- Consigne de travail: Reproduisez intégralement le texte sur les progrès vocaux d'Edwin, sans en modifier un seul mot.

- Texte à lire:
= = =
Sa motivation étant sans faille… j’étais certain que tout cela viendrait en son temps !
Progrès
Au
bout d’un mois, notre travail de fond a commencé à donner des fruits…
de sérieux progrès montraient le bout de leur nez. La respiration
réflexe mieux assurée et la statique très améliorée favorisaient un
meilleur appui général de la voix. Les « ô » notamment étaient
maintenant obtenus sur do3 (voire do#3). J’étais de plus en plus
convaincu qu’Edwin – attiré notamment par le Gospel - pourrait un jour
réaliser son rêve… bien chanter ! (*)
(*) Son timbre, beau de nature, s’affirmait de plus en plus, gagnant en profondeur et en puissance.
D’autre
part, les relaxations, les massages et notre travail de taïchi
commençaient à provoquer des bâillements de plus en plus fréquents,
longs et profonds. (*)
(*)
Les bâillements signent toujours une libération importante des tensions
internes ! Tout allait dans le bon sens. Edwin me disait terminer ses
cours en pleine forme, ses douleurs au plexus solaire et ses
tiraillements de nuque étant moins présents à ce moment-là !
La modulation a…é
Elle lui a permis de desserrer ses « é » !
Bien
que ce soit un exercice délicat à réaliser, je l’avais commencé tôt et
bien m’en avait pris ! Edwin réussit assez vite à le chanter
correctement. Cela a permis une avancée importante vers l’ouverture de
la gorge qui lui faisait tellement défaut !
Comment procéder :
La
bouche maintenue entrouverte (de la largeur de deux doigts environ), la
pointe de la langue détendue (lovée contre son filet), il s’agit de
chanter alternativement les deux voyelles sur la même note : â <<
é <<< â <<< é <<< â sans refermer la bouche
ni serrer la gorge ! (*)
(*)
= = =
- Données présentées:
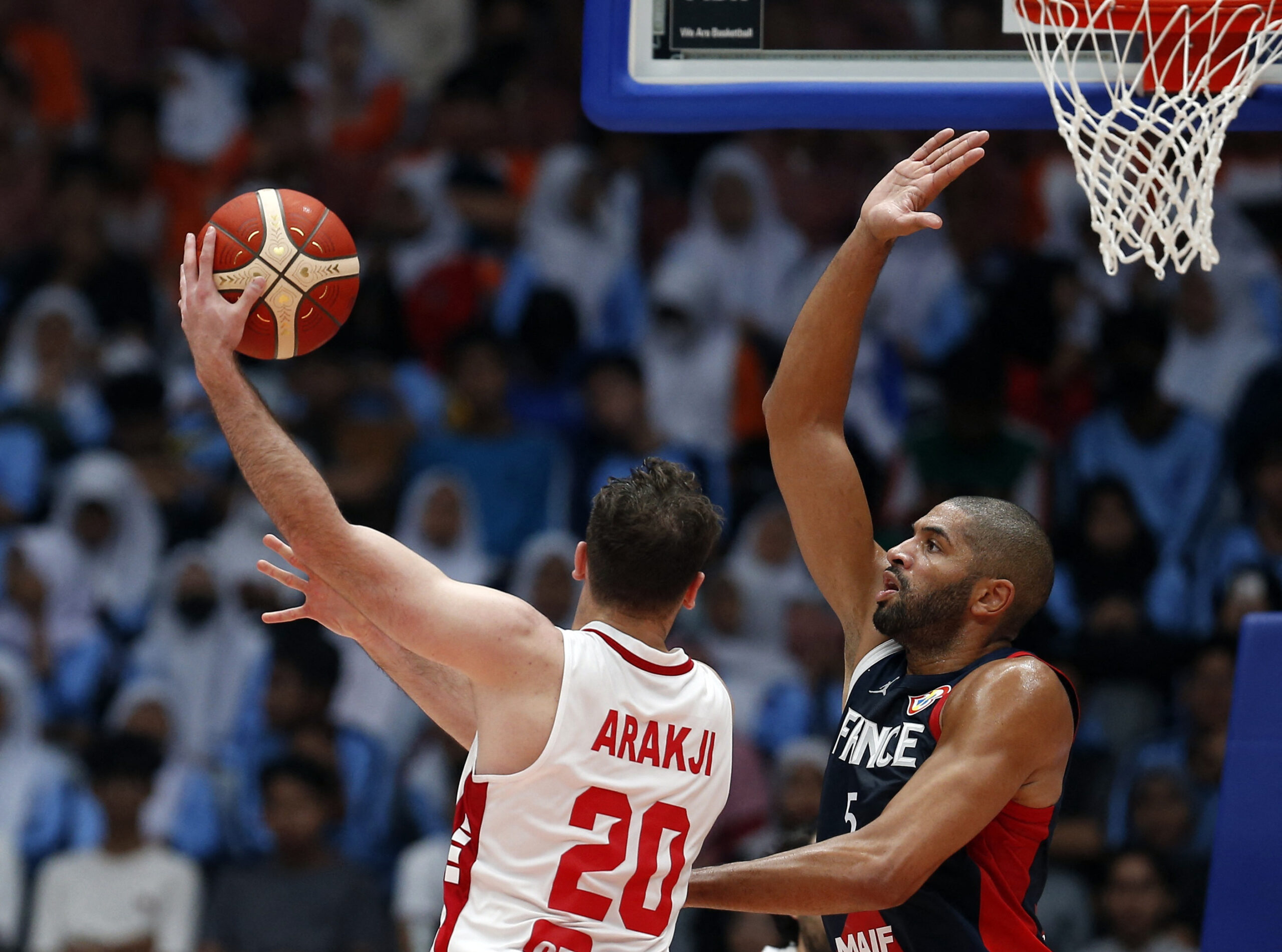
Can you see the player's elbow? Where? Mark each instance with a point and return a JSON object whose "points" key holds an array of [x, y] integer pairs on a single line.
{"points": [[777, 410], [885, 879]]}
= = =
- Résultat de l'exercice:
Sa motivation étant sans faille… j’étais certain que tout cela viendrait en son temps !
Progrès
Au
bout d’un mois, notre travail de fond a commencé à donner des fruits…
de sérieux progrès montraient le bout de leur nez. La respiration
réflexe mieux assurée et la statique très améliorée favorisaient un
meilleur appui général de la voix. Les « ô » notamment étaient
maintenant obtenus sur do3 (voire do#3). J’étais de plus en plus
convaincu qu’Edwin – attiré notamment par le Gospel - pourrait un jour
réaliser son rêve… bien chanter ! (*)
(*) Son timbre, beau de nature, s’affirmait de plus en plus, gagnant en profondeur et en puissance.
D’autre
part, les relaxations, les massages et notre travail de taïchi
commençaient à provoquer des bâillements de plus en plus fréquents,
longs et profonds. (*)
(*)
Les bâillements signent toujours une libération importante des tensions
internes ! Tout allait dans le bon sens. Edwin me disait terminer ses
cours en pleine forme, ses douleurs au plexus solaire et ses
tiraillements de nuque étant moins présents à ce moment-là !
La modulation a…é
Elle lui a permis de desserrer ses « é » !
Bien
que ce soit un exercice délicat à réaliser, je l’avais commencé tôt et
bien m’en avait pris ! Edwin réussit assez vite à le chanter
correctement. Cela a permis une avancée importante vers l’ouverture de
la gorge qui lui faisait tellement défaut !
Comment procéder :
La
bouche maintenue entrouverte (de la largeur de deux doigts environ), la
pointe de la langue détendue (lovée contre son filet), il s’agit de
chanter alternativement les deux voyelles sur la même note : â <<
é <<< â <<< é <<< â sans refermer la bouche
ni serrer la gorge ! (*)
(*)